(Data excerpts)
---*---
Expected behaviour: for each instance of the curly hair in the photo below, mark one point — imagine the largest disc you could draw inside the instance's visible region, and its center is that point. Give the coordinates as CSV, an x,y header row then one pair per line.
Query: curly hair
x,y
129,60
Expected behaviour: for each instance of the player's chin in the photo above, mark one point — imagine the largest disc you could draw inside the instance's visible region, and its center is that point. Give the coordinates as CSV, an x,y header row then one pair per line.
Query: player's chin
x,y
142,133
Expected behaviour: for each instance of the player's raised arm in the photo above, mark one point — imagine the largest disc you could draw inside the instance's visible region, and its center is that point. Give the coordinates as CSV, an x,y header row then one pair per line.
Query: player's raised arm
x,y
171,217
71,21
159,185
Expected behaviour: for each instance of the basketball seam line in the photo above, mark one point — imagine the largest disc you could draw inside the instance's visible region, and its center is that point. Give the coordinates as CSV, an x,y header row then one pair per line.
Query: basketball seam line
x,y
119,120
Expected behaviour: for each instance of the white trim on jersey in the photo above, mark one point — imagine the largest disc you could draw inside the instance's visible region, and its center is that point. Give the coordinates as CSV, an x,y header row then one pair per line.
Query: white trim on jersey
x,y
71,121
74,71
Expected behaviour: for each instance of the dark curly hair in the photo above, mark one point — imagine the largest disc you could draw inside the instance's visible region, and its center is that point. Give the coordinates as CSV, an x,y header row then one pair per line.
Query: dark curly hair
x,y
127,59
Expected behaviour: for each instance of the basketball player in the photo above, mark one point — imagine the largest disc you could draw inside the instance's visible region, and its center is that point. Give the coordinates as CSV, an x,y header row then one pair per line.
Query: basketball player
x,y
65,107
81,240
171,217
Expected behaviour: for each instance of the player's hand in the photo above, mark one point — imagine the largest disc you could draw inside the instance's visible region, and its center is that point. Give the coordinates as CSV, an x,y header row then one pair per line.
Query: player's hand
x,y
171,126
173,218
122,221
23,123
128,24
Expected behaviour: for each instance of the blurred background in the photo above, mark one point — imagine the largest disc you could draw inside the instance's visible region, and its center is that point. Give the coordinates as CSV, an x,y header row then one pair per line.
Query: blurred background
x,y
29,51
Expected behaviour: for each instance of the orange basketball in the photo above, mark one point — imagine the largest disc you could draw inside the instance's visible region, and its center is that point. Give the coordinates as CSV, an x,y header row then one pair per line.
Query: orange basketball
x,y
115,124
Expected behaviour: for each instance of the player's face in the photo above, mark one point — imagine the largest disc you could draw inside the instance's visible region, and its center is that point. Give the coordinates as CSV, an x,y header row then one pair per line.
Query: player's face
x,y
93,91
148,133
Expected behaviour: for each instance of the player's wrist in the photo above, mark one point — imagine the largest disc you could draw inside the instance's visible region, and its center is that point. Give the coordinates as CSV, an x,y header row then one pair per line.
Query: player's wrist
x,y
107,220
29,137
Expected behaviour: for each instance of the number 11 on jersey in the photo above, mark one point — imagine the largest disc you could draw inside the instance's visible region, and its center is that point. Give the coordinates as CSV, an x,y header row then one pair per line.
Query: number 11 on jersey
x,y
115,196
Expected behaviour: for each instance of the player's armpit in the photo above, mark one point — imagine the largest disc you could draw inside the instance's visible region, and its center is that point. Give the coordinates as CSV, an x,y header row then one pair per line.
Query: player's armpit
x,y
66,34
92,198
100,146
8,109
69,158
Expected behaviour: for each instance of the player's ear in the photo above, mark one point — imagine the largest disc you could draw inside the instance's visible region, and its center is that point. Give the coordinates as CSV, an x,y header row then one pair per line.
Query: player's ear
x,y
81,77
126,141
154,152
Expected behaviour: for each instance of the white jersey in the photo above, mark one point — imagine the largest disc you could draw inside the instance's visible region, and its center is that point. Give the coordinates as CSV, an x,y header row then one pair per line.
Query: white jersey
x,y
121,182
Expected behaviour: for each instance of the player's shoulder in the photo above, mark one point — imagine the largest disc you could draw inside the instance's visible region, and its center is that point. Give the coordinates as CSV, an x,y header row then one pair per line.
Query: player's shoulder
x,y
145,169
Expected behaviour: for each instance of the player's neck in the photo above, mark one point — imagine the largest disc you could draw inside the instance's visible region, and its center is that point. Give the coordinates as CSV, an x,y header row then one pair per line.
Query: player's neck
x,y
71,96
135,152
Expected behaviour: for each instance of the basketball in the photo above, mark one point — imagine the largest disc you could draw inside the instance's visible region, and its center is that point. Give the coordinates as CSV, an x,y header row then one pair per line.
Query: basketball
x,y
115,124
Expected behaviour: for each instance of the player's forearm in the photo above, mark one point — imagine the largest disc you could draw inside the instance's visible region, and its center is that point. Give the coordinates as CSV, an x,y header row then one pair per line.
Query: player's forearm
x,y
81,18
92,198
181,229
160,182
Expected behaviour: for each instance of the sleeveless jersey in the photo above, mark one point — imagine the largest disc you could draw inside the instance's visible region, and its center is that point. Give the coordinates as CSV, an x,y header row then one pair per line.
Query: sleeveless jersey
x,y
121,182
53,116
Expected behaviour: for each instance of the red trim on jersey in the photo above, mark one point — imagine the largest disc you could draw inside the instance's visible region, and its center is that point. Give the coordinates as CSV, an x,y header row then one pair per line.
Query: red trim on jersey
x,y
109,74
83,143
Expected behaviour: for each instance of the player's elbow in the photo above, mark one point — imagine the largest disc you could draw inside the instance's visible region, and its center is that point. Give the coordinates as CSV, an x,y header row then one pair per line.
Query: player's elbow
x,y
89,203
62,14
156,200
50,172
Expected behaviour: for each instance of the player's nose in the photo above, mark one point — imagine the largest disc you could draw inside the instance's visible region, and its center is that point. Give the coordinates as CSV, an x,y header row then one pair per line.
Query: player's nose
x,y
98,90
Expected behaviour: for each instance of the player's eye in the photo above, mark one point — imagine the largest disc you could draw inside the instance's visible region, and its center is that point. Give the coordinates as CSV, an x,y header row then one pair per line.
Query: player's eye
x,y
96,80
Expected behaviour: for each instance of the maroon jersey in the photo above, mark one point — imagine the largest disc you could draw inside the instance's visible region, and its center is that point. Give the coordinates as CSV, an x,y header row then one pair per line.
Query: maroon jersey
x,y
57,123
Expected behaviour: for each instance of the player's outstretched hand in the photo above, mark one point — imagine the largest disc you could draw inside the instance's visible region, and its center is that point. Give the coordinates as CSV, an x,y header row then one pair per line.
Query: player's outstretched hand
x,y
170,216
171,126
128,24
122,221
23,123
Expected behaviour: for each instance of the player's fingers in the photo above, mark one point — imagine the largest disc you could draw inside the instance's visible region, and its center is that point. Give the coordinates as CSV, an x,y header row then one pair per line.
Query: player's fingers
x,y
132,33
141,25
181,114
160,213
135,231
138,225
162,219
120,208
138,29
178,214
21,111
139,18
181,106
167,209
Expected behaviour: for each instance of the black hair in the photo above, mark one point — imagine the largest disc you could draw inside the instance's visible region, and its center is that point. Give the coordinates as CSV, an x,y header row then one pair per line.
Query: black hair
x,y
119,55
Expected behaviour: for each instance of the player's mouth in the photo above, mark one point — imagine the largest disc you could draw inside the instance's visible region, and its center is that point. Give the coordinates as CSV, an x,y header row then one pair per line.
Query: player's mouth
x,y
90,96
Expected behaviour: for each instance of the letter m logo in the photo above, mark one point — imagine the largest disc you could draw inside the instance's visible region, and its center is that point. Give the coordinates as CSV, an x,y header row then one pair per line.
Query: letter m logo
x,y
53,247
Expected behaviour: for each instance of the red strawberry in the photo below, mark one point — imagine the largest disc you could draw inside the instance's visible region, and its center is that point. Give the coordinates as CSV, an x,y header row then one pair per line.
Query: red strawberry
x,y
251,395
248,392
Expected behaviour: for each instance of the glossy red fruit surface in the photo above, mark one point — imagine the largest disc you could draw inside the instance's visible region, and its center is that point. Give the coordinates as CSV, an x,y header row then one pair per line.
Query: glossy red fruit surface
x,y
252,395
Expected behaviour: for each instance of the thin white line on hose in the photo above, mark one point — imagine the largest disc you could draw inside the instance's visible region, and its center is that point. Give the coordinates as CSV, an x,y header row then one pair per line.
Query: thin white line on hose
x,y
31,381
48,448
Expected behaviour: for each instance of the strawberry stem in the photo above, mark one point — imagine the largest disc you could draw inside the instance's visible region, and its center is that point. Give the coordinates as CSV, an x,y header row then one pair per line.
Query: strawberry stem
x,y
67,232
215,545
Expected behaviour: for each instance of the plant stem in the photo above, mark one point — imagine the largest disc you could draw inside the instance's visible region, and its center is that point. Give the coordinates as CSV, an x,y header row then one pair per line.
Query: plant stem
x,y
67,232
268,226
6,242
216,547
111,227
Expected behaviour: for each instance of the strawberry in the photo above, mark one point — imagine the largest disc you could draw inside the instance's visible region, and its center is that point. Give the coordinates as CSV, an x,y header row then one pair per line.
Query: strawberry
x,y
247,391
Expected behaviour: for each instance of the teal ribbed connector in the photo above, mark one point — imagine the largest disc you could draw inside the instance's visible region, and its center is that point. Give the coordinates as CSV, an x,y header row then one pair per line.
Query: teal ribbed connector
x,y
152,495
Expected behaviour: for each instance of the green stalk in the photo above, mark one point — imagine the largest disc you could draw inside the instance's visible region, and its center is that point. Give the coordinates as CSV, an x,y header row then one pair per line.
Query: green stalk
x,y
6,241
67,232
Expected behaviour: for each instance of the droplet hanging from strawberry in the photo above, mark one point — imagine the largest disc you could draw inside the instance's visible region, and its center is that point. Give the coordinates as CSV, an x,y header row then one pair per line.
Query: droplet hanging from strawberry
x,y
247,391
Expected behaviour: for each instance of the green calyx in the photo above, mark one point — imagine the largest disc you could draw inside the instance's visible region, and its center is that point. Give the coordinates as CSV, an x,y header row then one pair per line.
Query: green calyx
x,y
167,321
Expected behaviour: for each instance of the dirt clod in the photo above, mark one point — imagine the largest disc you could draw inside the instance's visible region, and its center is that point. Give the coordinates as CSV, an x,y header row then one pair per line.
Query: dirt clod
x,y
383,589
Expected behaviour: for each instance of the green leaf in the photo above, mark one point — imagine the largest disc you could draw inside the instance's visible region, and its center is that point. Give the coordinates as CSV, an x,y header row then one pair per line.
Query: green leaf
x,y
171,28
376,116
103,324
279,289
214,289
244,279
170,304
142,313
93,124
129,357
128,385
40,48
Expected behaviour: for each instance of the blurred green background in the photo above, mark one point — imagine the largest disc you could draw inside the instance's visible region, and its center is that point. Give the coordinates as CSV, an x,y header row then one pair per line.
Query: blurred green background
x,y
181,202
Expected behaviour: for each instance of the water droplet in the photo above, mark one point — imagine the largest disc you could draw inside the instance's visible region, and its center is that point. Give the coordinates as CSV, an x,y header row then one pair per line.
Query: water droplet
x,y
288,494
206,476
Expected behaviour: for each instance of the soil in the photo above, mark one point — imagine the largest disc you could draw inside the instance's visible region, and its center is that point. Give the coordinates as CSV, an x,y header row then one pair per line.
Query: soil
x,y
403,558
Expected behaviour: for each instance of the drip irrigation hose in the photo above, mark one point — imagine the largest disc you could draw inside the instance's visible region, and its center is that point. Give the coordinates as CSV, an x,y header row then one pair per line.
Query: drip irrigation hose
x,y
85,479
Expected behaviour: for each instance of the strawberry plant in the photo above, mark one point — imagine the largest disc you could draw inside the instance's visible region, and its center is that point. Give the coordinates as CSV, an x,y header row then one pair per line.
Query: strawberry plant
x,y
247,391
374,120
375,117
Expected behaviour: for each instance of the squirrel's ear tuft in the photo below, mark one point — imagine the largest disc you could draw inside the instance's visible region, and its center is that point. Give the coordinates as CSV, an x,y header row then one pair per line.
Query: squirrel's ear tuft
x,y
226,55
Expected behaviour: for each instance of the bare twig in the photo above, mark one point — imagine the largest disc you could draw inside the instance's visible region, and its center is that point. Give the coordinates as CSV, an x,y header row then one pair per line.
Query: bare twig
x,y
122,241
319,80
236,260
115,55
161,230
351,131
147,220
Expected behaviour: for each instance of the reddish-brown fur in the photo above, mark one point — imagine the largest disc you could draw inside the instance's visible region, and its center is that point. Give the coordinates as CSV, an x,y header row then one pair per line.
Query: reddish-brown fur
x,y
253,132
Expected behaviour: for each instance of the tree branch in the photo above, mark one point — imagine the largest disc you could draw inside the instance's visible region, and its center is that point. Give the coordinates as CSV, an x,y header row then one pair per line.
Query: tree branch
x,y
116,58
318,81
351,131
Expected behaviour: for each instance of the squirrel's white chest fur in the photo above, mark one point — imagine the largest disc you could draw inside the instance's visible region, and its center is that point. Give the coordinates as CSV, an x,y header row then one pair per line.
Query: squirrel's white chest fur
---*---
## TASK TO COMPLETE
Look through the data and show every line containing "chest".

## PROBLEM SOLUTION
Expected behaviour: for each instance of the squirrel's white chest fur in the photo above, mark one point — imagine the largest disc you could draw inside the instance's visible region, and its center is that point. Give the coordinates as CSV, an x,y header row then one pair per line.
Query: squirrel's white chest fur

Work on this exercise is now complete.